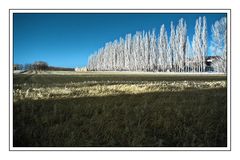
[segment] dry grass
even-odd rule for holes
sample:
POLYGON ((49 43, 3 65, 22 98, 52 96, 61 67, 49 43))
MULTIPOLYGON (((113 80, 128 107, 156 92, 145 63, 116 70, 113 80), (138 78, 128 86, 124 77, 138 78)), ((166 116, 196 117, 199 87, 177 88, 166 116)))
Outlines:
MULTIPOLYGON (((32 72, 27 72, 29 74, 32 72)), ((38 74, 42 75, 180 75, 180 76, 226 76, 225 73, 215 73, 215 72, 141 72, 141 71, 87 71, 87 72, 76 72, 76 71, 39 71, 38 74)))
POLYGON ((222 147, 224 76, 15 74, 16 147, 222 147))
MULTIPOLYGON (((66 97, 111 96, 120 94, 140 94, 150 92, 176 92, 187 89, 225 88, 225 81, 162 81, 162 82, 105 82, 95 81, 66 83, 55 87, 24 87, 14 89, 14 101, 20 99, 51 99, 66 97)), ((18 86, 19 88, 19 86, 18 86)))

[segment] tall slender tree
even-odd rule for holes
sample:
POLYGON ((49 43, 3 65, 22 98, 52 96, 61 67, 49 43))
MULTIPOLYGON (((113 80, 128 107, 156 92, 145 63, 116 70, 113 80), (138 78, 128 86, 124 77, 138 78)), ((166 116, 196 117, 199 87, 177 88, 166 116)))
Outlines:
POLYGON ((174 70, 174 61, 175 61, 175 53, 176 51, 176 46, 175 46, 175 28, 173 25, 173 22, 171 22, 171 35, 170 35, 170 42, 169 42, 169 54, 170 54, 170 59, 171 59, 171 71, 174 70))
POLYGON ((195 34, 193 36, 193 53, 195 55, 195 69, 200 72, 201 71, 201 60, 202 60, 202 51, 201 51, 201 22, 202 19, 199 17, 196 20, 195 25, 195 34))
POLYGON ((217 20, 212 25, 211 50, 217 57, 214 61, 214 70, 226 73, 227 69, 227 19, 226 17, 217 20))
POLYGON ((160 36, 158 41, 158 70, 166 71, 167 69, 167 51, 168 51, 168 43, 167 43, 167 34, 164 24, 160 29, 160 36))
POLYGON ((156 71, 157 66, 157 38, 155 30, 152 31, 150 36, 150 70, 156 71))
POLYGON ((206 57, 207 57, 207 50, 208 50, 208 44, 207 44, 207 19, 204 16, 203 17, 203 26, 202 26, 202 71, 205 71, 206 68, 206 57))
POLYGON ((192 71, 192 48, 190 44, 189 37, 187 36, 187 43, 186 43, 186 71, 191 72, 192 71))

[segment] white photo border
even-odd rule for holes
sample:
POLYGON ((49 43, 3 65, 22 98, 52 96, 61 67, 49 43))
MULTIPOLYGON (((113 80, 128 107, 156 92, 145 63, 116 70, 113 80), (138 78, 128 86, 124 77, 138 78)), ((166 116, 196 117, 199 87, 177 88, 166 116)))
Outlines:
POLYGON ((9 151, 231 151, 231 9, 9 9, 9 151), (227 147, 13 147, 14 13, 226 13, 227 147))

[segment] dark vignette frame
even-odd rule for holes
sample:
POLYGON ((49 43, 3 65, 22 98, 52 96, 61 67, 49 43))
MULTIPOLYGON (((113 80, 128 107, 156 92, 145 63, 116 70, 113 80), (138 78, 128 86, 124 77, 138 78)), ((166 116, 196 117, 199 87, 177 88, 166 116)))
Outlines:
MULTIPOLYGON (((58 12, 57 12, 58 13, 58 12)), ((61 12, 59 12, 59 13, 61 13, 61 12)), ((91 12, 89 12, 89 13, 91 13, 91 12)), ((95 12, 96 13, 96 12, 95 12)), ((101 12, 101 13, 104 13, 104 12, 101 12)), ((106 13, 109 13, 109 12, 106 12, 106 13)), ((128 13, 128 12, 122 12, 123 14, 124 13, 128 13)), ((130 12, 131 13, 131 12, 130 12)), ((155 13, 157 13, 157 12, 155 12, 155 13)), ((177 13, 177 12, 175 12, 175 13, 177 13)), ((182 13, 184 13, 184 12, 182 12, 182 13)), ((186 13, 189 13, 189 14, 191 14, 191 12, 186 12, 186 13)), ((212 13, 214 13, 214 12, 212 12, 212 13)), ((110 13, 109 13, 110 14, 110 13)), ((146 14, 147 14, 147 12, 146 12, 146 14)), ((228 15, 228 13, 226 13, 227 15, 228 15)), ((8 90, 8 95, 9 95, 9 97, 8 97, 8 102, 9 102, 9 108, 8 108, 8 116, 9 116, 9 118, 8 118, 8 151, 231 151, 232 150, 232 138, 231 138, 231 135, 232 135, 232 106, 231 106, 231 102, 232 102, 232 97, 231 97, 231 87, 232 87, 232 83, 231 83, 231 77, 232 77, 232 68, 231 68, 231 60, 232 60, 232 57, 231 57, 231 48, 232 48, 232 43, 231 43, 231 41, 232 41, 232 32, 231 32, 231 29, 232 29, 232 11, 231 11, 231 9, 230 8, 226 8, 226 9, 216 9, 216 8, 214 8, 214 9, 211 9, 211 8, 207 8, 207 9, 194 9, 194 8, 192 8, 192 9, 184 9, 184 8, 181 8, 181 9, 161 9, 161 8, 154 8, 154 9, 146 9, 146 8, 143 8, 143 9, 141 9, 141 8, 139 8, 139 9, 123 9, 123 8, 112 8, 112 9, 104 9, 104 8, 101 8, 101 9, 23 9, 23 8, 21 8, 21 9, 18 9, 18 8, 10 8, 9 9, 9 11, 8 11, 8 28, 9 28, 9 30, 8 30, 8 73, 9 73, 9 75, 8 75, 8 82, 9 82, 9 84, 8 84, 8 88, 9 88, 9 90, 8 90), (230 23, 229 23, 229 26, 227 25, 227 31, 228 31, 228 29, 229 29, 229 31, 230 31, 230 35, 228 35, 227 34, 227 40, 228 40, 228 42, 229 42, 229 44, 230 44, 230 46, 228 46, 227 47, 227 53, 229 54, 229 56, 227 56, 227 84, 228 84, 228 80, 229 80, 229 99, 227 99, 227 104, 228 104, 228 101, 230 101, 230 105, 229 105, 229 111, 230 111, 230 113, 229 113, 229 115, 230 115, 230 118, 229 118, 229 120, 230 120, 230 126, 229 126, 229 129, 230 129, 230 135, 228 135, 228 131, 227 131, 227 137, 228 136, 230 136, 229 137, 229 145, 230 146, 227 146, 227 147, 229 147, 229 149, 226 149, 226 150, 207 150, 207 148, 211 148, 211 147, 202 147, 202 148, 206 148, 206 150, 191 150, 191 149, 185 149, 185 150, 183 150, 183 149, 179 149, 179 150, 171 150, 171 149, 169 149, 169 150, 161 150, 161 149, 152 149, 152 150, 144 150, 144 149, 134 149, 134 150, 132 150, 132 149, 127 149, 127 150, 121 150, 121 149, 111 149, 111 150, 108 150, 108 149, 94 149, 94 148, 96 148, 96 147, 91 147, 91 148, 93 148, 93 149, 89 149, 89 150, 83 150, 83 149, 79 149, 79 147, 71 147, 71 148, 76 148, 75 150, 59 150, 59 149, 53 149, 53 150, 48 150, 48 149, 44 149, 44 150, 31 150, 31 149, 29 149, 29 150, 14 150, 14 149, 11 149, 11 146, 10 146, 10 119, 11 118, 13 118, 13 116, 11 117, 11 113, 10 113, 10 107, 12 107, 13 106, 13 102, 11 102, 11 100, 10 100, 10 96, 11 96, 11 93, 10 93, 10 84, 11 84, 11 75, 10 75, 10 65, 11 66, 13 66, 13 61, 12 61, 12 64, 10 63, 11 62, 11 59, 10 59, 10 55, 11 55, 11 53, 10 53, 10 51, 11 51, 11 48, 10 48, 10 44, 11 44, 11 39, 13 40, 14 39, 14 36, 12 35, 12 37, 10 37, 10 33, 12 32, 13 33, 13 28, 10 28, 11 26, 10 26, 10 24, 11 24, 11 11, 14 11, 14 10, 35 10, 35 11, 38 11, 38 10, 58 10, 58 11, 60 11, 60 10, 79 10, 79 11, 84 11, 84 10, 91 10, 91 11, 104 11, 104 10, 115 10, 115 11, 121 11, 121 10, 134 10, 134 11, 140 11, 140 12, 134 12, 134 13, 142 13, 141 12, 141 10, 151 10, 151 11, 166 11, 166 10, 187 10, 187 11, 201 11, 201 10, 205 10, 205 11, 207 11, 207 10, 209 10, 209 11, 214 11, 214 10, 218 10, 218 11, 229 11, 229 18, 230 18, 230 23), (229 38, 230 37, 230 38, 229 38), (230 69, 230 76, 228 77, 228 58, 230 59, 230 65, 229 65, 229 69, 230 69)), ((227 16, 227 22, 228 22, 228 16, 227 16)), ((14 57, 14 54, 12 55, 12 58, 14 57)), ((13 73, 12 73, 12 76, 13 76, 13 73)), ((13 86, 13 84, 12 84, 12 86, 13 86)), ((228 97, 228 89, 227 89, 227 97, 228 97)), ((12 95, 12 98, 13 98, 13 95, 12 95)), ((228 114, 227 114, 227 120, 228 120, 228 114)), ((228 123, 227 123, 227 125, 228 125, 228 123)), ((228 126, 227 126, 227 128, 228 128, 228 126)), ((228 139, 228 138, 227 138, 228 139)), ((20 148, 20 147, 19 147, 20 148)), ((39 147, 40 148, 40 147, 39 147)), ((47 148, 47 147, 44 147, 44 148, 47 148)), ((57 147, 57 148, 67 148, 67 147, 57 147)), ((97 148, 99 148, 99 147, 97 147, 97 148)), ((109 147, 106 147, 106 148, 109 148, 109 147)), ((111 148, 114 148, 114 147, 111 147, 111 148)), ((127 148, 127 147, 117 147, 117 148, 127 148)), ((141 147, 139 147, 139 148, 141 148, 141 147)), ((171 147, 171 148, 174 148, 174 147, 171 147)), ((178 147, 178 148, 180 148, 180 147, 178 147)), ((187 147, 187 148, 190 148, 190 147, 187 147)))

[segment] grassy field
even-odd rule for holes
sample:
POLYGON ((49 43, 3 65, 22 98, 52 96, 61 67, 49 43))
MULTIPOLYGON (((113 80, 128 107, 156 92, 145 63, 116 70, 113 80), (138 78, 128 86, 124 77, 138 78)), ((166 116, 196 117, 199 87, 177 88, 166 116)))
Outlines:
POLYGON ((14 74, 14 146, 227 145, 225 75, 14 74))

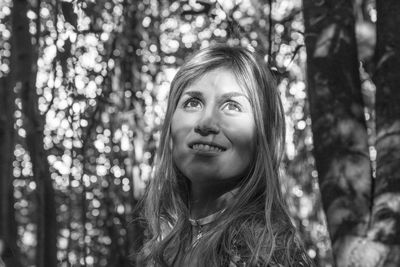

★ ★ ★ ★ ★

Assigned task> Find the number of lines in the listing that carry the word "segment". Only that figure should appear in the reply.

Result of this exercise> 5